|
Çankaya

''Ne mucize ne efsun/Ne örümcek ne yosun/Çankaya yeter bize/Kabe Arap''ın olsun''

Kemaleddin Kamu''nun bu şiiri ''batılılaşma ihanetinin göstergesi'' olarak belleklerimize kazınmıştı. Elbette dönemin koşulları, Arapların Osmanlı''ya ihanetinin oluşturduğu tepki şiirin yazıldığı dönemdeki duygulara gerekçe olarak gösterilse de bu şiir yeni ulus devlet kimliğinin ideolojisini basit ve yalın haliyle anlatır. Din eşittir büyü, şarlatanlık, takke, tesbih, takunya, örümcek, çarşaf, cehalet ekseninde örülen bir ulus devlet ideolojisinin özetidir.

**Veri Kümesi Kesiti:**
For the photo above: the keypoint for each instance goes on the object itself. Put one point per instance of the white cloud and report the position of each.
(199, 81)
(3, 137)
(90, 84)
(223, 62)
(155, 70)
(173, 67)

**Alıştırma Bölümleri:**
**1)** Çankaya şiiri üzerine metinde alıntılanan şiirin yazarı olarak kim belirtiliyor?
**2)** Çankaya şiiri üzerine metinde "Kemaleddin Kamu''nun bu" ile başlayıp "devlet ideolojisinin özetidir." sözlerine kadar devam eden bölümü aynen yazıya geçirin.
Kayıtların bu işle hiçbir ilgisi yoktur.

**Çözümlü Sorular:**
**1)** Şiir Kemaleddin Kamu'ya aittir.

**2)**
Kemaleddin Kamu''nun bu şiiri ''batılılaşma ihanetinin göstergesi'' olarak belleklerimize kazınmıştı. Elbette dönemin koşulları, Arapların Osmanlı''ya ihanetinin oluşturduğu tepki şiirin yazıldığı dönemdeki duygulara gerekçe olarak gösterilse de bu şiir yeni ulus devlet kimliğinin ideolojisini basit ve yalın haliyle anlatır. Din eşittir büyü, şarlatanlık, takke, tesbih, takunya, örümcek, çarşaf, cehalet ekseninde örülen bir ulus devlet ideolojisinin özetidir.